In the past five years or so, I’ve fallen in love with park service and have spent a considerable amount of time volunteering for parks. When I learned I was coming to South Africa, I was very excited about Kruger National Park and it was at the top of my “must see” list.
I was soon to learn too, that service to Peace Corps in South Africa rotates groups in two different areas: the Northern Cape and Northwest Province (where my group is—in the semi-desert region) and Limpopo and Mpumalanga Provinces (where Kruger is). So, I missed my placement by one rotation! Although I realize “everything happens for a reason,” I would have preferred working and living near Kruger! In fact, one of our “mentors” (a PC Volunteer that arrived in South Africa earlier than my group), who is placed in the Limpopo/Mpumalanga area, “visits Kruger all the time.” In fact, he said, “I’ve been there at least 20 times.” I was very jealous upon hearing this and wanted to pop off his head.
When planning my trip, although I mostly wanted to hang out with the baobab trees in Messina, I thought it would be nice if I could rent a car and visit northern Kruger while I was in the area. My first obstacle to overcome was, Could I rent a car in South Africa on a debit card (instead of a credit card)? Car rental in the States is possible with a debit card, but one must go to a bit of trouble to a) locate a rental car agency willing to rent on a debit card; and b) have a chunk of cash to serve as a deposit to rent the car. (In the States, in the past, this amount was $400.) Could I find a rental car in Messina, willing to rent a car on a US debit card?
Well, finding a rental car agency in Messina was quite a story in itself. You would think that a car rental agency would want to place itself on a main road, in a highly visible area; not so with Avis in Messina: it was located in a hide-away corner in the suburbs! It took me a day to find it! Long story short: yes, they rented me a car on a US debit card.
My second obstacle was: would Kruger have accommodations for me to stay a couple of days? (This is World Cup season and every major tourist attraction in South Africa has been booked for months.) Prior to leaving my site, I had tried to phone Kruger and visit its website in hopes of booking. After many, many rands spent on “hold” I was able to get through at one point, and yes, there were campsites available. Since my trip plans weren’t solid—mostly because I assumed it would be difficult to rent a car—I did not book a campsite prior to my departure. (In hindsight—always 20/20!—I should have booked and then I could have cancelled my reservation had I not been able to rent a car.)
When I realized I could indeed, rent a car, I tried phoning Kruger again, and after a couple of tries spending 20+ minutes on hold, I decided to give up. I asked the rental-car lady if “A one-day trip to Kruger would be worth it?” (In my all-or-nothing thinking, if you couldn’t stay for a few days, you shouldn’t even bother.) She talked me into taking a one-day trip, and I’m glad she did. It was worth it. (Although I would certainly like to go again and spend more time.)
In fact, just the drive from Messina to Kruger’s Pafari gate was worth the effort and expense: driving through South Africa’s Venda region was a lovely way to spend an hour and a half!
-----
### EXERCISE
Reproduce the part of the Kruger trip account starting at "My second obstacle" and ending at "rent a car.)".
-----
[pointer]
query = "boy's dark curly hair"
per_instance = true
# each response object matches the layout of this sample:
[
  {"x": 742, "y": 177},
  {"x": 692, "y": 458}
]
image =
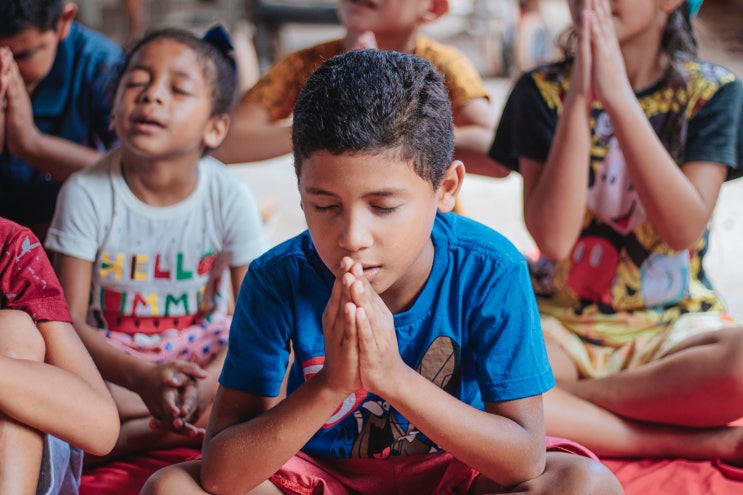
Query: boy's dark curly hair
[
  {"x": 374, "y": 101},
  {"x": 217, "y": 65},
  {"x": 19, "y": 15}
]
-----
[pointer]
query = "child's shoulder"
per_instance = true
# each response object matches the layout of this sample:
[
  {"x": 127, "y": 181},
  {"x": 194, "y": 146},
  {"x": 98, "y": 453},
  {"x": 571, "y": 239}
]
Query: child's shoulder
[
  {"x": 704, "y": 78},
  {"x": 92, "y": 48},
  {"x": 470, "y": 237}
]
-----
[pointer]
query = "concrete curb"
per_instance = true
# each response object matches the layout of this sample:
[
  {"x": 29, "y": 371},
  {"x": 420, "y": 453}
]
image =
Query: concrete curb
-----
### SOLUTION BELOW
My second obstacle was: would Kruger have accommodations for me to stay a couple of days? (This is World Cup season and every major tourist attraction in South Africa has been booked for months.) Prior to leaving my site, I had tried to phone Kruger and visit its website in hopes of booking. After many, many rands spent on “hold” I was able to get through at one point, and yes, there were campsites available. Since my trip plans weren’t solid—mostly because I assumed it would be difficult to rent a car—I did not book a campsite prior to my departure. (In hindsight—always 20/20!—I should have booked and then I could have cancelled my reservation had I not been able to rent a car.)